- [Task details] If a record contains a picture, leave the picture out and copy everything else exactly.

- [Given records]
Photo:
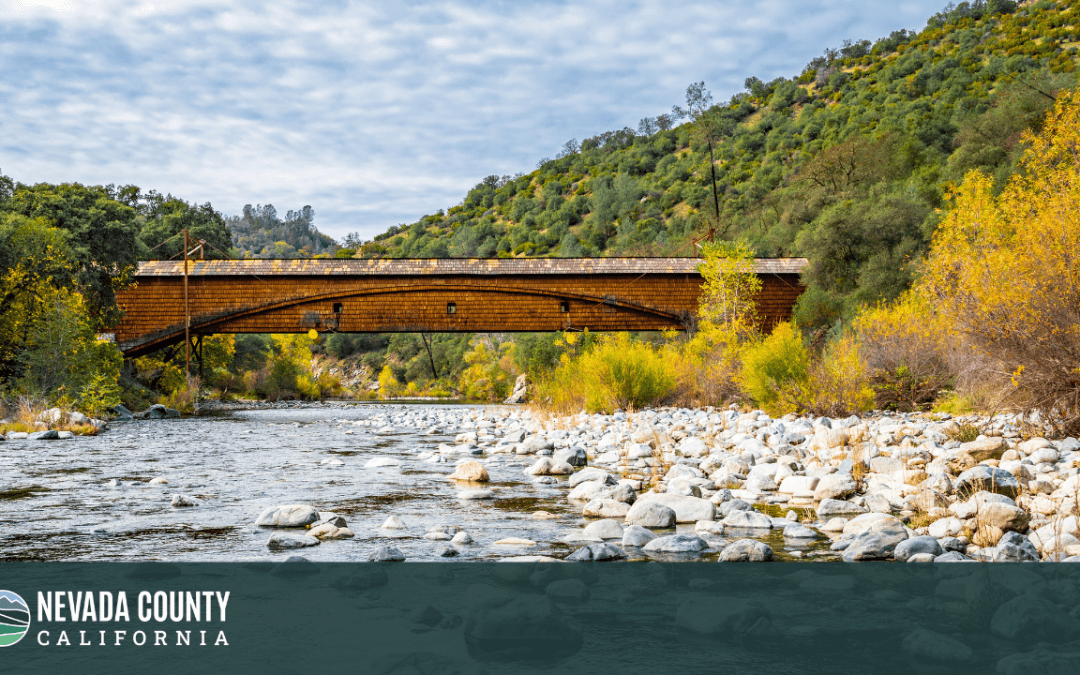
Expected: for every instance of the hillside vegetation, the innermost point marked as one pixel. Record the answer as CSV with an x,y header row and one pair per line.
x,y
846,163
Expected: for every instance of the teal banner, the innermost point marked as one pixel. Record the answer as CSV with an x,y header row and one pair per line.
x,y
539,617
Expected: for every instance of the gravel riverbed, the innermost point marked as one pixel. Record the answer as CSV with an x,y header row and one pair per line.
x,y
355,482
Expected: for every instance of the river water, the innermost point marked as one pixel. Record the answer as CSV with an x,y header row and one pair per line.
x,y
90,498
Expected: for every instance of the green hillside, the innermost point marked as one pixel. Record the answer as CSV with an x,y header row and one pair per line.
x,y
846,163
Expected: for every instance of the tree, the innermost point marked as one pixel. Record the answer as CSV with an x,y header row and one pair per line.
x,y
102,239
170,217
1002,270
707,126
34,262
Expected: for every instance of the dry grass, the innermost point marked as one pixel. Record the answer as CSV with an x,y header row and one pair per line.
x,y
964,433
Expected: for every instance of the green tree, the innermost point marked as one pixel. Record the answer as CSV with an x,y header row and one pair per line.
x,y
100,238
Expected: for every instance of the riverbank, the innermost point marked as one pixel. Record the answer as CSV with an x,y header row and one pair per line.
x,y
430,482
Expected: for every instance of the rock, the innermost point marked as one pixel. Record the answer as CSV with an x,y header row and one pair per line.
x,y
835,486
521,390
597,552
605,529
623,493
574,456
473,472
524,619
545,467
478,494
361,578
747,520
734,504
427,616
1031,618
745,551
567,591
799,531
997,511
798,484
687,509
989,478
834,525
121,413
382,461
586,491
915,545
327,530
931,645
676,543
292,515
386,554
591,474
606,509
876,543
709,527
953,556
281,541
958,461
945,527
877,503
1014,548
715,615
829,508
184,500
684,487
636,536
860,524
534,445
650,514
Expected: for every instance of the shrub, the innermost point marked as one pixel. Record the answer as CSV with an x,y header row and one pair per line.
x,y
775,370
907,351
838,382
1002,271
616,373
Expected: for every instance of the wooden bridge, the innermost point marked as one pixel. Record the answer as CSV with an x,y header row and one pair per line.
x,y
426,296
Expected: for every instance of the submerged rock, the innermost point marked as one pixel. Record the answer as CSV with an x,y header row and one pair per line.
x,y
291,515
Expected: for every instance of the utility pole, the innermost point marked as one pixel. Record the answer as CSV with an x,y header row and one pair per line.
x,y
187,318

- [Solved problem]
Photo:
Expected: for every instance of the hillside vegetation, the innermost point marked as one pixel. Record the answer as CSV with an x,y header row and one pair per line.
x,y
846,163
Expected: for every instance of the teal banner, the innermost point marked as one pixel. Record the answer as CSV with an x,y header row and one pair per line.
x,y
539,617
Expected: for every instance of the gravel riverbed, the innermost point marked as one pixel. Record the answer as CSV with an x,y header row and one pair per line.
x,y
355,482
Expected: for every instance of the river water, the innermost point marked as one pixel. Record the answer as CSV with an x,y header row and one pair per line.
x,y
90,498
Expected: for every instance of the green hillside, the innermost point marked as one pixel. Record the answer as CSV with an x,y header row and one pair per line.
x,y
846,163
Expected: for every instance of the tree, the innermost point marked as one pixel. Record the answer as CSV with an x,y header row and one pair per line.
x,y
102,239
170,217
1002,270
707,126
34,262
Expected: for every instance of the dry grass, the innermost point marked as one pixel. Record the answer as CSV with an x,y header row and one pair per line.
x,y
964,433
Expected: for every instance of the green tree, the innermost point marked as one pixel. Record the answer as CSV with an x,y header row and one pair per line.
x,y
100,238
Expected: for every instance of the riverbank, the innermost point marked as one pixel. Record the answer as CSV with an x,y header row and one pair per line.
x,y
430,482
Expected: for every instance of the rock, the innermost point marked as one pixel. Record the answer as CSV with an x,y header row and one pair per line.
x,y
835,486
521,390
597,552
605,529
623,493
574,456
473,472
524,619
545,467
478,494
361,578
747,520
734,504
427,616
1031,618
745,551
567,591
799,531
997,511
798,484
687,509
989,478
834,525
121,413
382,461
586,491
915,545
327,530
931,645
676,543
292,515
386,554
591,474
606,509
876,543
709,527
953,556
281,541
958,461
945,527
877,503
1014,548
715,615
829,508
184,500
684,487
636,536
860,524
534,445
650,514
Expected: for every instance of the shrub, the innermost point marked as one pixel. Record the answer as CSV with an x,y header row and one pair per line.
x,y
775,370
907,351
838,382
1002,271
616,373
Expected: for every instance of the wooden bridge, the innermost point marked as one pixel. Record the answer as CSV with an x,y header row and one pair per line.
x,y
426,296
Expected: for every instance of the submerged rock, the innermost point marked as one pixel. Record the answer as CSV with an x,y header row and one pair per line.
x,y
291,515
Expected: for every instance of the utility pole, the innermost point marked as one pixel. Record the answer as CSV with an x,y header row and one pair per line.
x,y
187,318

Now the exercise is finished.